- _Records shown_:
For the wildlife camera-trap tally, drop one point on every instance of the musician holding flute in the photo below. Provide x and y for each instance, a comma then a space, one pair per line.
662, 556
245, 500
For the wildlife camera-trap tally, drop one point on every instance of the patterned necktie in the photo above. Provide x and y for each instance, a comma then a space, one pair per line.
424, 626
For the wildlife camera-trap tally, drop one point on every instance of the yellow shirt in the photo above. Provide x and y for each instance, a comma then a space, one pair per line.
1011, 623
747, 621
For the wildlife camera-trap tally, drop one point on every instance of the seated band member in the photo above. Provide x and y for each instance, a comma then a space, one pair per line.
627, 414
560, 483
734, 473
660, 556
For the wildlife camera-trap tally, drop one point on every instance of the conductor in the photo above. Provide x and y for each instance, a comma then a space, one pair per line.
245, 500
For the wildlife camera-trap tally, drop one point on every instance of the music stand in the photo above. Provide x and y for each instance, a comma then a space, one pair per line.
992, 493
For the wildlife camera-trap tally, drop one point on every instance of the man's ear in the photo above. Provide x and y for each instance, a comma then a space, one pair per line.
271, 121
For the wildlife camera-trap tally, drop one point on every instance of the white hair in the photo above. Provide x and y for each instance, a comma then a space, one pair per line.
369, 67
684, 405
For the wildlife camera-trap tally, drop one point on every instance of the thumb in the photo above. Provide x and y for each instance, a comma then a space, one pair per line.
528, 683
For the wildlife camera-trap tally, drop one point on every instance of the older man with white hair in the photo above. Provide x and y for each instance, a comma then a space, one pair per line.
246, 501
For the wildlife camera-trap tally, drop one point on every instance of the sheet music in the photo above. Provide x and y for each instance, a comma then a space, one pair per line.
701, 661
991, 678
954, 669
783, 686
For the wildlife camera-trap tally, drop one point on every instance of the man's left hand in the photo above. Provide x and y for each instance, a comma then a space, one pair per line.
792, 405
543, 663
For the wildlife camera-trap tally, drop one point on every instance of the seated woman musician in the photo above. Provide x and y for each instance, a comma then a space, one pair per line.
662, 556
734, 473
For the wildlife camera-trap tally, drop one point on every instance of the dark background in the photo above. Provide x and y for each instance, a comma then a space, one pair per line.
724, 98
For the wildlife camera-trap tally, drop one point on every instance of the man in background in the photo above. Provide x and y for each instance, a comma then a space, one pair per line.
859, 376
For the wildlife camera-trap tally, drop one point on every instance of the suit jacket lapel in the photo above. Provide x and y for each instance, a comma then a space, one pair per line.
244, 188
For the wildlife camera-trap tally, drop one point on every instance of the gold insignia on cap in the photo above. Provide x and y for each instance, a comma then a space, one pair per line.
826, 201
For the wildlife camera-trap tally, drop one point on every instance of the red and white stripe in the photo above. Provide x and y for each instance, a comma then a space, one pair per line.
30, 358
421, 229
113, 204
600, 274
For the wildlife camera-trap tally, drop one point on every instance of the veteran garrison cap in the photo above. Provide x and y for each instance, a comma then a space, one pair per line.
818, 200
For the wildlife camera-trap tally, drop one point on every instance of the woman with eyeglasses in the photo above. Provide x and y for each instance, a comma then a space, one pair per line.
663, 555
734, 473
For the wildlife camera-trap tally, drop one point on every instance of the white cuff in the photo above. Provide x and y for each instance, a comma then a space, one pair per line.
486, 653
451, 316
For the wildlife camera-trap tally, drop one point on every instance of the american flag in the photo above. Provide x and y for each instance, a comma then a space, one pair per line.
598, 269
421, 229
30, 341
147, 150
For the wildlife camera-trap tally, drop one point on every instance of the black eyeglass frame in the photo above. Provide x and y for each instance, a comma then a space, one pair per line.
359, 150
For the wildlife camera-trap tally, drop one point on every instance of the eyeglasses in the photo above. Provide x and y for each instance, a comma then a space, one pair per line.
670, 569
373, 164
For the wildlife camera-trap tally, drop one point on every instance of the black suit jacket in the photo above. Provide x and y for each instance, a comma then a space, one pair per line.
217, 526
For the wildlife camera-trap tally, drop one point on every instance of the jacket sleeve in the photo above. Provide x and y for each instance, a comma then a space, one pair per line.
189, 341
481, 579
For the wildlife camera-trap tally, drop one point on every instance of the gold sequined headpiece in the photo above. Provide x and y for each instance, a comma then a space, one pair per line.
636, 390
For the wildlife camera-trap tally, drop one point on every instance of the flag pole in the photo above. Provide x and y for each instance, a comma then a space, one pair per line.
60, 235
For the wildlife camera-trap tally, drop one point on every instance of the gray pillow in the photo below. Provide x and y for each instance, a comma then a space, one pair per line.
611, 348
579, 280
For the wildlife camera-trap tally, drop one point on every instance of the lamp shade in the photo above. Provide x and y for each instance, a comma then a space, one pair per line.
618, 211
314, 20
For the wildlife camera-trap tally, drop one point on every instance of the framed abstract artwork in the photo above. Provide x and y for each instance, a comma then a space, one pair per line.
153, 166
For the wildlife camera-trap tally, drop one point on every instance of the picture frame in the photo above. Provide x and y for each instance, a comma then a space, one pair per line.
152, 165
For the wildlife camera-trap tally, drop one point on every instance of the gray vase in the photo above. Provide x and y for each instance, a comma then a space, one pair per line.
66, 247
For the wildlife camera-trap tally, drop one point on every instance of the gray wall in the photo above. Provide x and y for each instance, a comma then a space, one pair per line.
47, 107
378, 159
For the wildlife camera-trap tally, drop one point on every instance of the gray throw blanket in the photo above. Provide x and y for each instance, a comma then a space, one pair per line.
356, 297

...

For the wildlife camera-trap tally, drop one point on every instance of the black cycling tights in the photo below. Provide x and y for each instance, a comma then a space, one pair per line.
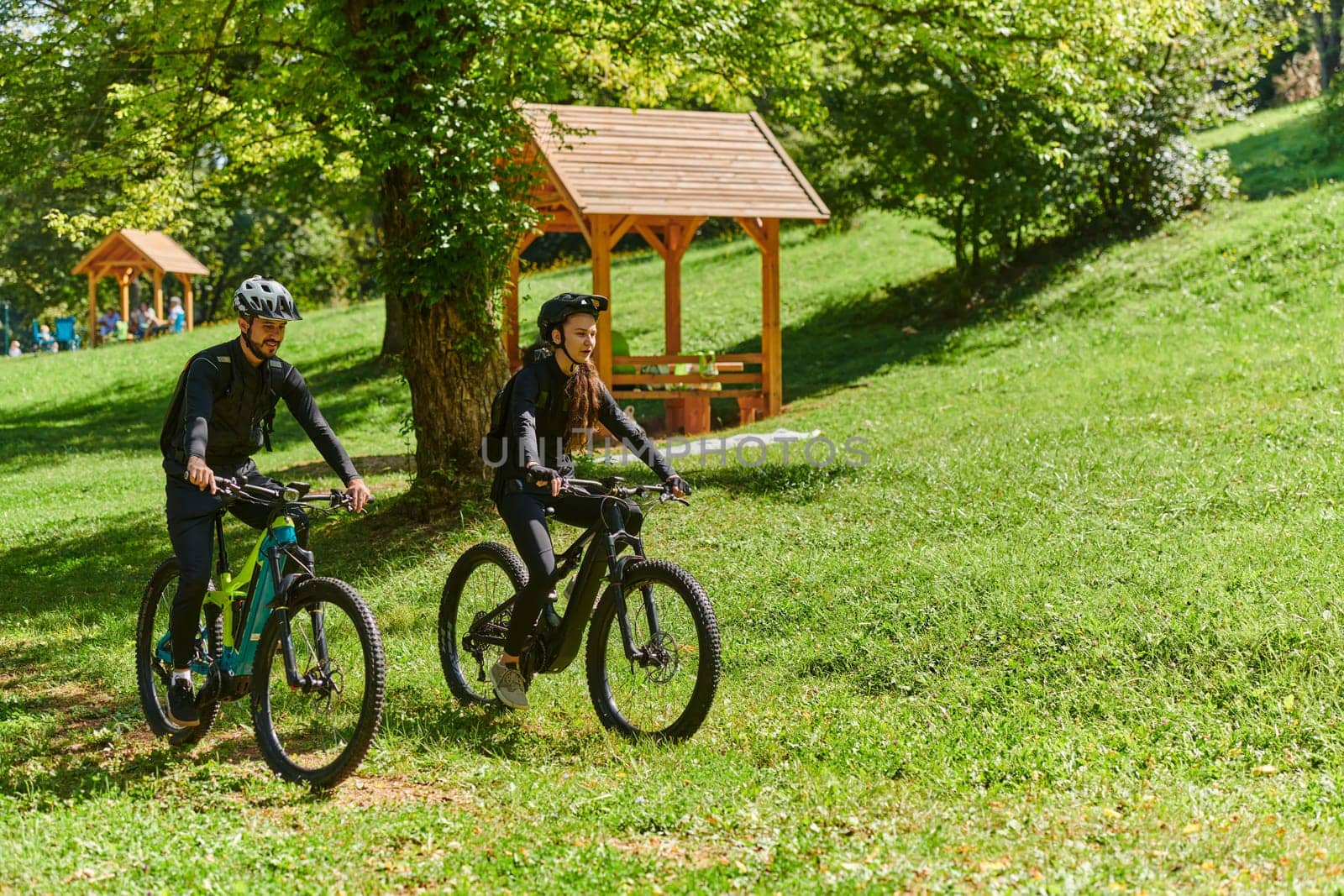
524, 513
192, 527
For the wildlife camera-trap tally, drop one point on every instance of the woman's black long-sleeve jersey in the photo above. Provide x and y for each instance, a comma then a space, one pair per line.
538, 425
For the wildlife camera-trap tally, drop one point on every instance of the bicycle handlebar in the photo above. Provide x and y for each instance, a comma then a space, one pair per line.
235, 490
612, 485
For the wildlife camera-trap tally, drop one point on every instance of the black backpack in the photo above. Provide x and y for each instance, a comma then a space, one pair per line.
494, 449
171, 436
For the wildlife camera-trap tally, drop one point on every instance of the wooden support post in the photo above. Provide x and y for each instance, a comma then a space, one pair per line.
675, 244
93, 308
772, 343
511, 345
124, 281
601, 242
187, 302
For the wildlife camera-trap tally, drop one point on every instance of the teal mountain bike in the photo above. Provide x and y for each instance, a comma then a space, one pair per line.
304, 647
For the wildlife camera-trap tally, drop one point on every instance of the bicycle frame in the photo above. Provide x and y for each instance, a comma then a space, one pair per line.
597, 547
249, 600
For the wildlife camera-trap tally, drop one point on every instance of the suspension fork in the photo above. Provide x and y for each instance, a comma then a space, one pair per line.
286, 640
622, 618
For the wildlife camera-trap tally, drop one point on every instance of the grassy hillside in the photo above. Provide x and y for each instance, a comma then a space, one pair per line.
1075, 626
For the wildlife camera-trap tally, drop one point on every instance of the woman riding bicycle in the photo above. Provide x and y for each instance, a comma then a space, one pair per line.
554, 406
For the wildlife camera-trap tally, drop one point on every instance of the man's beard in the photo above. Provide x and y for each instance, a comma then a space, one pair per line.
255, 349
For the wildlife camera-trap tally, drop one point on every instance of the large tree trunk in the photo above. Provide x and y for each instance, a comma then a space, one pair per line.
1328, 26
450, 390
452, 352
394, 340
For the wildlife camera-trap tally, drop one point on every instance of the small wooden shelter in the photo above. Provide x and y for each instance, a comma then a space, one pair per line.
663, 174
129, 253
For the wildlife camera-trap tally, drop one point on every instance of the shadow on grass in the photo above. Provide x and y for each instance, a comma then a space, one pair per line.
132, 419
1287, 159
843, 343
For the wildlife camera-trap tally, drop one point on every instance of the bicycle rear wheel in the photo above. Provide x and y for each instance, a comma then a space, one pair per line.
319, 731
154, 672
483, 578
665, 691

- _Exercise directions_: How many lines in the records above contain the string "insignia"? Case counts. Reply with the number alone.

- _Result of this exercise_: 1